Segment Open

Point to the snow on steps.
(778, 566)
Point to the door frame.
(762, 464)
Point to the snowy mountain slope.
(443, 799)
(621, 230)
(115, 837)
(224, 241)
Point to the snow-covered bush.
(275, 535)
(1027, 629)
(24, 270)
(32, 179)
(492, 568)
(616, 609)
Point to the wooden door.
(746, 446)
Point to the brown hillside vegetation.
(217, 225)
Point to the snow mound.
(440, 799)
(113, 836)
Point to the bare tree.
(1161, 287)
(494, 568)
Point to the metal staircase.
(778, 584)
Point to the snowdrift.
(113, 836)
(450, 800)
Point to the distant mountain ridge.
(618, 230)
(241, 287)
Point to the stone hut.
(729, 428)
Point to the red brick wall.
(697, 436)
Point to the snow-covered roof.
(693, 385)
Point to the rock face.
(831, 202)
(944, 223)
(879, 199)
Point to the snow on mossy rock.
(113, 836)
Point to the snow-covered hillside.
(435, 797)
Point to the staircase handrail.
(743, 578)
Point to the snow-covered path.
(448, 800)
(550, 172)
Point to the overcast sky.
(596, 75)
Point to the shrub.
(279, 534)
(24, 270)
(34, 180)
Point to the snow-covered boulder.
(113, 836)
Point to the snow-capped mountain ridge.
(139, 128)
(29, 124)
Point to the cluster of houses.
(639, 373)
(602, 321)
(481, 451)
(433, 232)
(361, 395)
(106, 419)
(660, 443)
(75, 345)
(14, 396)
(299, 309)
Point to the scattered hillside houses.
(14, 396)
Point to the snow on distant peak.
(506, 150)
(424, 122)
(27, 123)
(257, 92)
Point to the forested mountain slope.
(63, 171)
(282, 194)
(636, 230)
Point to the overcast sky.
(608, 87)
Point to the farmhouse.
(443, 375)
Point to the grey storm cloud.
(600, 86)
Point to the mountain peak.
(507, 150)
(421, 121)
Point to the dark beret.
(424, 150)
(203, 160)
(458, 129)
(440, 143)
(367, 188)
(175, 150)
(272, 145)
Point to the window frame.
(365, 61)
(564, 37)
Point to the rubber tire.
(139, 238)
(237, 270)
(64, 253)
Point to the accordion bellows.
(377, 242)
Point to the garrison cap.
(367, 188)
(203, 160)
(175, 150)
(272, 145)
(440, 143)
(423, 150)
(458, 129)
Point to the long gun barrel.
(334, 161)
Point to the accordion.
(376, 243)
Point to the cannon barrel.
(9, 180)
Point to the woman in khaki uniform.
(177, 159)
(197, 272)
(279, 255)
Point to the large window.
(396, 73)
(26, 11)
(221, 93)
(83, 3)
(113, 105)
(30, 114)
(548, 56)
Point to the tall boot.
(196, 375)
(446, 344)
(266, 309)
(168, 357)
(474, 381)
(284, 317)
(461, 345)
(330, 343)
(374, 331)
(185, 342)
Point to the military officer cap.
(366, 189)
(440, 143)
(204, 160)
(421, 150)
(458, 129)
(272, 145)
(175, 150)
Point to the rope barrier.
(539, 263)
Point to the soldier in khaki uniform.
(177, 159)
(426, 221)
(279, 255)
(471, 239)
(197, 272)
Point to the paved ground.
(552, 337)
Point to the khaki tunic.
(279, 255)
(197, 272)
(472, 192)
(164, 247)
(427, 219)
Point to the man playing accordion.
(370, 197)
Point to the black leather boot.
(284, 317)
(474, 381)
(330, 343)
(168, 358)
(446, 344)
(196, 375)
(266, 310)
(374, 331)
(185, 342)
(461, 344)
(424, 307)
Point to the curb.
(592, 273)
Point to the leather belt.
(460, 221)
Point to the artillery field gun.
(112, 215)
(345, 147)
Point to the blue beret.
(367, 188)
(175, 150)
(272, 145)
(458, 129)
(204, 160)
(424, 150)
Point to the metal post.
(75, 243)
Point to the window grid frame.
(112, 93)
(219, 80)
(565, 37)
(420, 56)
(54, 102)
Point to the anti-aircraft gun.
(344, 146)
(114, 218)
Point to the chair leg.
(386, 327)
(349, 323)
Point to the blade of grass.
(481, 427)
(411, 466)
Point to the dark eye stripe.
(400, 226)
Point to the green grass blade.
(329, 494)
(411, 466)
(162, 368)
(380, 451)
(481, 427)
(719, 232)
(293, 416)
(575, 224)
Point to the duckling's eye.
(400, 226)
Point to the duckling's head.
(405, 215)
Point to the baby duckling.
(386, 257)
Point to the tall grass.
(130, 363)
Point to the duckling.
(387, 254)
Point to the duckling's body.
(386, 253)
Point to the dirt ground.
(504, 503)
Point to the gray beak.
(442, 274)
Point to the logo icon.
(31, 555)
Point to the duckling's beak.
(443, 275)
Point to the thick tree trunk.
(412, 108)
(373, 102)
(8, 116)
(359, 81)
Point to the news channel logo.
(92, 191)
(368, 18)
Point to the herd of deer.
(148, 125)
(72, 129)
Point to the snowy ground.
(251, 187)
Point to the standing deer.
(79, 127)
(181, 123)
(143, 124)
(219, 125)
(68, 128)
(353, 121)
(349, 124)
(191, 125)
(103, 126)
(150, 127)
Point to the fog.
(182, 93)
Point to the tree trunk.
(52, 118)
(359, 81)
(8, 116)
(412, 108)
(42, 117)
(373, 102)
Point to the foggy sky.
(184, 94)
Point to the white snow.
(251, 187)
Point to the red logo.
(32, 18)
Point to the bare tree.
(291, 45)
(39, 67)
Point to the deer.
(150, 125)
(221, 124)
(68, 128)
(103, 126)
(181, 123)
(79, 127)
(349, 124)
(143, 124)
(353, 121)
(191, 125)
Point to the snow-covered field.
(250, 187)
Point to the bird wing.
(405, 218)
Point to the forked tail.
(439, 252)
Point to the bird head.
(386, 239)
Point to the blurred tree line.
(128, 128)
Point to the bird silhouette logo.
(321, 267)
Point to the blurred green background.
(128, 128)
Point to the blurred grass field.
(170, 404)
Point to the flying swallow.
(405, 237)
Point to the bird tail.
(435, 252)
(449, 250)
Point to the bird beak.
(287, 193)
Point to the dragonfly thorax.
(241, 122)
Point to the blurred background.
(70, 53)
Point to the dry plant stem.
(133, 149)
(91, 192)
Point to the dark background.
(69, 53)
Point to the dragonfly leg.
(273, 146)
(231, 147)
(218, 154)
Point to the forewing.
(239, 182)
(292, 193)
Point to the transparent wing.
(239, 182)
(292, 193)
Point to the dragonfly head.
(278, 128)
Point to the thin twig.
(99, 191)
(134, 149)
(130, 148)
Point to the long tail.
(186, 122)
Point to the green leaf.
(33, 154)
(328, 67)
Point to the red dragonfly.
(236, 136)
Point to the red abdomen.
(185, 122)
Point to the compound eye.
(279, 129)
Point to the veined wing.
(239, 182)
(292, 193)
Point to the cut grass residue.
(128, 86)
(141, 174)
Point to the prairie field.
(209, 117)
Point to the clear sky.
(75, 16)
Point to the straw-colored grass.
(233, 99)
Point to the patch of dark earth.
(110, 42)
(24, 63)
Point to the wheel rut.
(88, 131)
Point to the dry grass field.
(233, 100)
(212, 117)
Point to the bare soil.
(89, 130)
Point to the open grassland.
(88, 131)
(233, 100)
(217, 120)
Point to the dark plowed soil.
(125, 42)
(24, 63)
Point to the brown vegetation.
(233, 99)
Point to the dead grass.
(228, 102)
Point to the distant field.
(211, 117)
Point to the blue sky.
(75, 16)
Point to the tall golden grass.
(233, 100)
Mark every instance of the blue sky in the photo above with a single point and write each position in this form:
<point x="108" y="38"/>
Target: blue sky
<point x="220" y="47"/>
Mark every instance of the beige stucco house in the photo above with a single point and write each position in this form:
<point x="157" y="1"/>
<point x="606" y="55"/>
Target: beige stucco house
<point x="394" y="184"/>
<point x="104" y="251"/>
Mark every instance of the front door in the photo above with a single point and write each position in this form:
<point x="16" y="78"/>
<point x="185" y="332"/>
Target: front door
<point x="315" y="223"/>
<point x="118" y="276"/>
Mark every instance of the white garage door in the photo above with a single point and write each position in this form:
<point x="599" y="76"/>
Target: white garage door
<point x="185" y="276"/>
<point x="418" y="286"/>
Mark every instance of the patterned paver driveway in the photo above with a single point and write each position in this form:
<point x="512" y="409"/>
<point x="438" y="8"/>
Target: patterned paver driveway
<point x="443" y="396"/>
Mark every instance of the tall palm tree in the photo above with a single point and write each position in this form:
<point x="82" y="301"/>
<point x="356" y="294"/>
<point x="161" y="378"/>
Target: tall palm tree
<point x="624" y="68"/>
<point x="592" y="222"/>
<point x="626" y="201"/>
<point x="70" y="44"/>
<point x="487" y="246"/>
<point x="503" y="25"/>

Segment Closed

**AIM OF THE EXERCISE:** From the line containing "Point to the distant field." to the final line of the data, repeat each line exactly. Include both ends.

**ANSWER:**
Point to the distant field.
(211, 117)
Point to the blue sky.
(75, 16)
Point to the tall golden grass.
(233, 100)
Mark every instance of the blue sky in the photo above with a single point and write each position in this form:
<point x="108" y="38"/>
Target: blue sky
<point x="220" y="47"/>
Mark every instance of the beige stucco house in the photo above with a single point and write each position in this form:
<point x="157" y="1"/>
<point x="606" y="55"/>
Target: beige stucco house
<point x="394" y="184"/>
<point x="104" y="251"/>
Mark every instance of the front door in the photo above with a single point and write each position in this form:
<point x="16" y="78"/>
<point x="185" y="332"/>
Target: front door
<point x="315" y="223"/>
<point x="118" y="276"/>
Mark every instance of the white garage door in the photo above with a single point and write each position in this form:
<point x="599" y="76"/>
Target: white garage door
<point x="185" y="276"/>
<point x="418" y="286"/>
Mark every instance of the patterned paver driveway in the photo above with a single point and write each position in this form:
<point x="512" y="409"/>
<point x="438" y="8"/>
Target: patterned paver driveway
<point x="443" y="396"/>
Mark every instance of the tall palm tree in the photo above with a single point and write each position in this form:
<point x="82" y="301"/>
<point x="356" y="294"/>
<point x="161" y="378"/>
Target: tall palm tree
<point x="624" y="68"/>
<point x="592" y="222"/>
<point x="626" y="201"/>
<point x="70" y="44"/>
<point x="487" y="246"/>
<point x="503" y="25"/>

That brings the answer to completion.